Problem description → Word for word, reproduce all entries below, leaving every picture out.

Given records →
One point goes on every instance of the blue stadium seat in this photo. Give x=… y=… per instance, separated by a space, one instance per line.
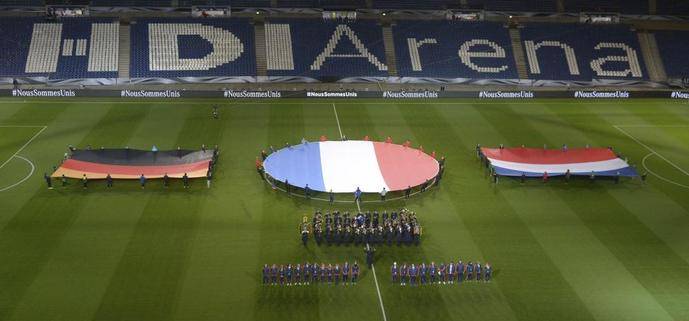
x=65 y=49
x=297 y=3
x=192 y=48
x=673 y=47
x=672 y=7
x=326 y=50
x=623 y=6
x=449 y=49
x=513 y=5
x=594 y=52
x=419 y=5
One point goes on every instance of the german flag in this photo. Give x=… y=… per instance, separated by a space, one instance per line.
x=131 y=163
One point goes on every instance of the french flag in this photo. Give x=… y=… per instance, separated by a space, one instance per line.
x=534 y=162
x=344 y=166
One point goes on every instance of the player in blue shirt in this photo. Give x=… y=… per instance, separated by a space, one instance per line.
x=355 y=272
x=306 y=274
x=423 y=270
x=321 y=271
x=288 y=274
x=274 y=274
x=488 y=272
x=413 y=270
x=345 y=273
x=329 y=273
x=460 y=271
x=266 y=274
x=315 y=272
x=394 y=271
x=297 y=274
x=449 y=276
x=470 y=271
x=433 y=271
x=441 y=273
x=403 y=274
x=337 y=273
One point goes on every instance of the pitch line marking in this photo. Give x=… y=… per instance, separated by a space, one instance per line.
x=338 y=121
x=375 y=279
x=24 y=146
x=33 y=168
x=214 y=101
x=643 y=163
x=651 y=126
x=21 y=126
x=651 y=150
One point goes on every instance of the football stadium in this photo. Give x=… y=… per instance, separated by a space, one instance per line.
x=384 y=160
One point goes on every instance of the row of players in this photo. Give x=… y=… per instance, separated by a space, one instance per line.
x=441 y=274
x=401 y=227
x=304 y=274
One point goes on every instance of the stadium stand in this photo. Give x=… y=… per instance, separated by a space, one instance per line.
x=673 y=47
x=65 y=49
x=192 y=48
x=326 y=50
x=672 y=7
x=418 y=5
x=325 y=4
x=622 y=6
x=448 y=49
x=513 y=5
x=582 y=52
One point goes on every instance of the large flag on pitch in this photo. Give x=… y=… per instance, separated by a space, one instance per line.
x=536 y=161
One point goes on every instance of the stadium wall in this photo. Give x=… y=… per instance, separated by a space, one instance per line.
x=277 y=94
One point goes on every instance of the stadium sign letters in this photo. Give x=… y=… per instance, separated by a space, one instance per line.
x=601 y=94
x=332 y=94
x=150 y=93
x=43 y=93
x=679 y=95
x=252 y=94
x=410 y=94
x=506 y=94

Answer to this problem →
One point goes on every instance of the blue stadium seat in this photo. Give x=… y=… per instance, separated by a space, one instance per line.
x=65 y=49
x=297 y=3
x=192 y=48
x=673 y=47
x=672 y=7
x=326 y=50
x=623 y=6
x=449 y=49
x=513 y=5
x=594 y=52
x=419 y=5
One point goes on every instance of the german flag in this photo. Give x=… y=… per instance, separated by a space, one instance per line.
x=131 y=163
One point goes on every instance of the french flag in this photo. Give x=… y=… per instance, separated by a space, one instance per line.
x=534 y=162
x=344 y=166
One point goes on every instance of the player in blue shirt in this photo. Give x=… y=… per instance, separated by a space, one instance per line.
x=355 y=272
x=306 y=274
x=423 y=270
x=321 y=271
x=288 y=274
x=274 y=274
x=488 y=272
x=413 y=270
x=345 y=273
x=329 y=273
x=460 y=271
x=266 y=274
x=315 y=272
x=394 y=271
x=297 y=274
x=449 y=276
x=470 y=271
x=433 y=271
x=441 y=273
x=403 y=274
x=337 y=273
One point goes on every instance of the pitch line marking in this photo. Give x=… y=… per instance, separated by a space, one instance per line.
x=338 y=121
x=375 y=279
x=24 y=146
x=33 y=168
x=214 y=101
x=643 y=163
x=651 y=126
x=21 y=126
x=651 y=150
One point goes on every instance of the football stadium in this photo. Give x=… y=… per instance, separated by a space, one instance per line.
x=384 y=160
One point goes on every instance of the row of players in this photo. Give x=… y=… per instance, separated by a space, one instance per line.
x=441 y=274
x=401 y=227
x=304 y=274
One point goes on every instance of the stadium stand in this photo. Give x=… y=… per instance, separated by a space, one instance per line.
x=673 y=47
x=65 y=49
x=192 y=48
x=326 y=50
x=672 y=7
x=418 y=5
x=325 y=4
x=622 y=6
x=448 y=49
x=513 y=5
x=582 y=52
One point goes on every instance of the large flag on pitch in this photo. Give x=… y=… per instance, separated by a space, one instance per line.
x=536 y=161
One point goes on every instance of the stadium wall in this photo. Give x=… y=… per instance, separated by a space, one instance per line.
x=277 y=94
One point goes on every instance of the stadium sign letters in this photo. Give x=… y=… per instance, separated by a space, one instance per line.
x=601 y=94
x=332 y=94
x=150 y=93
x=43 y=93
x=679 y=95
x=252 y=94
x=410 y=94
x=506 y=94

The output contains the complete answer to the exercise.